#### Records for this exercise:
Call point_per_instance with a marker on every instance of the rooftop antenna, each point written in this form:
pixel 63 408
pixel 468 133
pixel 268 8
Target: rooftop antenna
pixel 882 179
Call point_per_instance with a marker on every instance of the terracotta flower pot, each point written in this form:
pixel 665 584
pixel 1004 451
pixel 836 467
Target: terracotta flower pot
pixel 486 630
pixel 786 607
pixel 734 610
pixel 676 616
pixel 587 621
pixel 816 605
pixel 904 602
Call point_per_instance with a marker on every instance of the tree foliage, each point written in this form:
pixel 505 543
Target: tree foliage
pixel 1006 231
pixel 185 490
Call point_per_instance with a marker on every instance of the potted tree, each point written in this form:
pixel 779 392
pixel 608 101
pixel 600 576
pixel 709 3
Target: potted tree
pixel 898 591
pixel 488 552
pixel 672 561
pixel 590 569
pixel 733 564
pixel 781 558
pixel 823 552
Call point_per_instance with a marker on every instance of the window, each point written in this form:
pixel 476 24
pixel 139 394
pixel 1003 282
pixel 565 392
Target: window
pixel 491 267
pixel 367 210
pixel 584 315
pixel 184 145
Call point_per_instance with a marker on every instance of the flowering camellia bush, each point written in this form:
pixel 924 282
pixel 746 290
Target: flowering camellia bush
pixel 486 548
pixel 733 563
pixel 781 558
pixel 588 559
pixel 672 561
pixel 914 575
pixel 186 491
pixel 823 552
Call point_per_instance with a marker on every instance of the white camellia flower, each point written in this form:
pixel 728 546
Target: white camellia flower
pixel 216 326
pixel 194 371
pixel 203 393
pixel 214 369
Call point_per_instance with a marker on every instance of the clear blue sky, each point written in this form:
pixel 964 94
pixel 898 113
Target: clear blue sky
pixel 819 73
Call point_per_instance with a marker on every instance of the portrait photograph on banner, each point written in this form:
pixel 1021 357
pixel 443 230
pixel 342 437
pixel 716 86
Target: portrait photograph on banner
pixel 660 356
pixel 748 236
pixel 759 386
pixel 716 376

#### Exercise goal:
Write out everything from "the window, each" down to "pixel 819 73", swapping "camellia" for "rose" and leaving the rest of those lines unchanged.

#### Result of the task:
Call point_per_instance with a marker on every instance of the window, each point written in this form:
pixel 476 24
pixel 139 394
pixel 1003 282
pixel 565 392
Target: window
pixel 491 267
pixel 367 210
pixel 584 315
pixel 184 145
Call point_per_instance with a marker on every instance of the flowering rose bush, each point written in this form:
pixel 924 282
pixel 746 290
Target: flowering rose bush
pixel 486 548
pixel 733 563
pixel 781 558
pixel 588 559
pixel 672 561
pixel 914 575
pixel 186 491
pixel 823 552
Call point_per_instance with a marker on every instance of the white rose flower, each point written in this form:
pixel 728 546
Target: white rose flower
pixel 216 326
pixel 194 371
pixel 203 393
pixel 214 369
Call point_per_instance with a marker on every instance of the clear blue sky, each point written in this form:
pixel 964 94
pixel 898 113
Target: clear blue sky
pixel 819 73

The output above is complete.